DATA SECTION –
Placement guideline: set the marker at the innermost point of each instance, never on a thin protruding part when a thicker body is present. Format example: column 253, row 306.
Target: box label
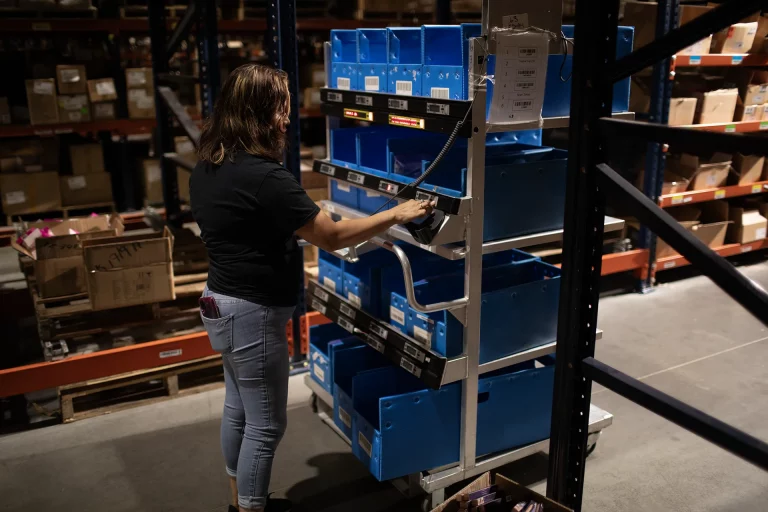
column 396, row 315
column 76, row 182
column 43, row 87
column 410, row 367
column 397, row 104
column 15, row 197
column 439, row 108
column 408, row 122
column 318, row 306
column 440, row 93
column 364, row 443
column 345, row 418
column 404, row 87
column 170, row 353
column 371, row 84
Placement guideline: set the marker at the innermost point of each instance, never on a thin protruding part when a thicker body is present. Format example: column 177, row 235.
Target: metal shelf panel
column 448, row 204
column 700, row 196
column 456, row 252
column 598, row 420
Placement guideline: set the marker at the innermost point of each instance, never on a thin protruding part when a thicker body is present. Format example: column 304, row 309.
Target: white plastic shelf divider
column 456, row 252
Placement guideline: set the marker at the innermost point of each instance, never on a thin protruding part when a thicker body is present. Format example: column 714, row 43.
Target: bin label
column 364, row 443
column 345, row 418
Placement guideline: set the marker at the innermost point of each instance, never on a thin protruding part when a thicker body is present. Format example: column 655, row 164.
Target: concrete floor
column 687, row 339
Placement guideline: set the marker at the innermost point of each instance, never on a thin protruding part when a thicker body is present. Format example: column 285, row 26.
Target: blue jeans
column 254, row 348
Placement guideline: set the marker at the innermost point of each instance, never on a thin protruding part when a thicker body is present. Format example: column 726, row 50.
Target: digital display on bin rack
column 361, row 115
column 408, row 122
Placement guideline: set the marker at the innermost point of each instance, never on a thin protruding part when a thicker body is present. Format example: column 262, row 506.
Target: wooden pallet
column 53, row 12
column 120, row 392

WHAT THE TASK REQUIRES – Reproduce exactly the lines from the one with "Target: blue jeans" through the end of the entries above, both ends included.

RESPONSE TO THE TASK –
Target: blue jeans
column 254, row 348
Placement guideline: set the marker at the innermost point of each instance, never on a thin protruding part when a thicker body is present. Format example: column 726, row 50.
Target: digital display on bin rack
column 361, row 115
column 408, row 122
Placement guideline: set the marker at the innermost point of each instance, never on a thin protruding part when a thicker body is present. Format example: column 262, row 506.
Target: wooden pallet
column 53, row 12
column 120, row 392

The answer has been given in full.